In the data that follows, find the line with "Query: window"; transcribe it, every later line up to the one with "pixel 578 321", and that line as well, exactly and with no others.
*** Extracted entries Section Begins ***
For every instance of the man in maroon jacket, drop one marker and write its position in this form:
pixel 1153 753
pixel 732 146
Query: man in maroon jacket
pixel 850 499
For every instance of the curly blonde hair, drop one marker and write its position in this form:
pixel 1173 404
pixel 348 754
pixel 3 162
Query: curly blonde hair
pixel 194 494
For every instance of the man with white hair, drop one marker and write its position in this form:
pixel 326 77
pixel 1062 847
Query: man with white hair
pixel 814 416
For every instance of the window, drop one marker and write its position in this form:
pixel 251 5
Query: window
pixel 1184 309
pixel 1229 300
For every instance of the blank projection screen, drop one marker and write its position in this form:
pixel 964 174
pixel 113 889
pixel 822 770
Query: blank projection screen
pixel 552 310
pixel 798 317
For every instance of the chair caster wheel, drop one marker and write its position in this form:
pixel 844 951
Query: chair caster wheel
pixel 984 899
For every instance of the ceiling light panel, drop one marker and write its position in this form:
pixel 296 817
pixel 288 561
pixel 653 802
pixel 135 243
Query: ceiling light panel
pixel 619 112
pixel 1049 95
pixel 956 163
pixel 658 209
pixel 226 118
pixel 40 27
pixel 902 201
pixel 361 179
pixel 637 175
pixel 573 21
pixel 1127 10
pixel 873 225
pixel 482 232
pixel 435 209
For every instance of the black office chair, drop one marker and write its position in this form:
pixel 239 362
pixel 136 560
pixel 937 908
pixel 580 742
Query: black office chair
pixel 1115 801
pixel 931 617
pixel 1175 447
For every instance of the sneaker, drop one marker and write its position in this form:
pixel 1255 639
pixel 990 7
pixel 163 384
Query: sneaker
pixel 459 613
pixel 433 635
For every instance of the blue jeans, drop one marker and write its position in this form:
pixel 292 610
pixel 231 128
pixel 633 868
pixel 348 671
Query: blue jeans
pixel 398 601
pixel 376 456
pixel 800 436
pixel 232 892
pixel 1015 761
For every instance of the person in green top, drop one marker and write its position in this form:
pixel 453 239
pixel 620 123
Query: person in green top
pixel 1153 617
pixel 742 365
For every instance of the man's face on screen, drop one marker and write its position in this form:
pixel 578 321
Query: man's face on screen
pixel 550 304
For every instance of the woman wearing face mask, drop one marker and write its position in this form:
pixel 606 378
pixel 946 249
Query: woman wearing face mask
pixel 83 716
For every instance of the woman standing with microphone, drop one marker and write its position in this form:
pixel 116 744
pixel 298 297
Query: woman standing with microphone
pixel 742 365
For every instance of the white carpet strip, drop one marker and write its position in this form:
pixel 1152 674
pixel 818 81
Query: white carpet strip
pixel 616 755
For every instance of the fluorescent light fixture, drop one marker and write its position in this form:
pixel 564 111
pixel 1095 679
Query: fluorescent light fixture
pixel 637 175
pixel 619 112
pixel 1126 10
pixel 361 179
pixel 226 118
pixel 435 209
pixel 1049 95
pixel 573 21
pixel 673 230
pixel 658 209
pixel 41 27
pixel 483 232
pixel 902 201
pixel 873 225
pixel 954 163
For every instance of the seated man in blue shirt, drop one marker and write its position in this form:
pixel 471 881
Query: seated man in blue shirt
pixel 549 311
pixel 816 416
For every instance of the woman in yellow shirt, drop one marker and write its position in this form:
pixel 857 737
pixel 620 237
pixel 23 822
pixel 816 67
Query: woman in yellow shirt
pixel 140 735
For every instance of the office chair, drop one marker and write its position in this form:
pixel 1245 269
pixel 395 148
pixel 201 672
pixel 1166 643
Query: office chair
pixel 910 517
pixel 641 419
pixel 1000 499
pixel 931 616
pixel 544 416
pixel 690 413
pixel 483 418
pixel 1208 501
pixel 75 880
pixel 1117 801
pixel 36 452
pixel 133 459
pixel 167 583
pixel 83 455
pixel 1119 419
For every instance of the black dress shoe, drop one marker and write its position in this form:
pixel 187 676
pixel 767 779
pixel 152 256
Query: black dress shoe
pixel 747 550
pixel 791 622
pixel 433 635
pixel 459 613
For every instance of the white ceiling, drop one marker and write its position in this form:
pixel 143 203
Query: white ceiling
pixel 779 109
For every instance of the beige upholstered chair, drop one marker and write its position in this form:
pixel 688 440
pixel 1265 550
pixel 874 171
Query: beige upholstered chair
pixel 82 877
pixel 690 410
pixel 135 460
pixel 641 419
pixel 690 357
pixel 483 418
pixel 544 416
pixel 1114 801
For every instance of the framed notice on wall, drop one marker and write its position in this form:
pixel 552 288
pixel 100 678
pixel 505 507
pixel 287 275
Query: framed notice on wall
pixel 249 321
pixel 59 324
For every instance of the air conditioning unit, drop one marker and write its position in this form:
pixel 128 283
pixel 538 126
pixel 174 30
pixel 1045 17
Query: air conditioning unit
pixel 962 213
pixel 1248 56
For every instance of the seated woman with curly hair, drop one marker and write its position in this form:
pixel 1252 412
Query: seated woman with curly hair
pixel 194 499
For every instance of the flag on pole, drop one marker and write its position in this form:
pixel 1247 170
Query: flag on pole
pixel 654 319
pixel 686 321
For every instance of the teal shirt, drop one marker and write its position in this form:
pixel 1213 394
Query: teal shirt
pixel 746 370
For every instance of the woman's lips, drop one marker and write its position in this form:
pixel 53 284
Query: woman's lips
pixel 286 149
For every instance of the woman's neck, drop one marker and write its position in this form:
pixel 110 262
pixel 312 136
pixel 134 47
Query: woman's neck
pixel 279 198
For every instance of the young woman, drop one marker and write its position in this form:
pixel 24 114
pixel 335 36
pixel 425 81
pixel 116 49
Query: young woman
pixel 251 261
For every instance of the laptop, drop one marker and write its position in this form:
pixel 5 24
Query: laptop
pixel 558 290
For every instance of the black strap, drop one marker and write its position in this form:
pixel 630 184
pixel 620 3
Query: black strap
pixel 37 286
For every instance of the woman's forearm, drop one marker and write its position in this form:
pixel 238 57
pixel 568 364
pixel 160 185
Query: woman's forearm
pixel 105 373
*** Extracted entries Section Ends ***
## Response box
Query: window
pixel 1184 309
pixel 1229 300
For every instance of the blank projection screen, drop one marker and write its position in this form:
pixel 964 174
pixel 113 889
pixel 822 770
Query: blank projection screen
pixel 552 310
pixel 798 317
For every instance of the chair caster wheel, drop one marker and write its position in this form:
pixel 844 951
Query: chair caster wheel
pixel 984 899
For every instance of the ceiling light panel, drop one marker and write its position in this form:
pixel 296 817
pixel 288 561
pixel 653 802
pixel 135 243
Query: ceiling light panel
pixel 619 112
pixel 1049 95
pixel 956 163
pixel 658 209
pixel 226 118
pixel 40 27
pixel 902 201
pixel 361 179
pixel 637 175
pixel 573 21
pixel 1127 10
pixel 873 225
pixel 482 232
pixel 435 209
For every instance of the black office chair, drop one marker and write its position in this form:
pixel 239 362
pixel 136 560
pixel 937 908
pixel 580 742
Query: black office chair
pixel 1115 801
pixel 931 617
pixel 1175 447
For every instance of the sneaker, drop one marker and write its position in this form:
pixel 1255 639
pixel 990 7
pixel 163 384
Query: sneaker
pixel 459 613
pixel 433 635
For every instance of the blue jeans, drop one marker and write its position in this form:
pixel 292 610
pixel 231 128
pixel 633 868
pixel 348 671
Query: blue jeans
pixel 398 601
pixel 376 456
pixel 800 436
pixel 232 892
pixel 1015 761
For every instance of the person in green top, drop one marker and write its position in this form:
pixel 453 239
pixel 620 123
Query: person in green top
pixel 1153 617
pixel 742 365
For every instance of the man's face on screen, drop one marker and write its position in this form:
pixel 578 321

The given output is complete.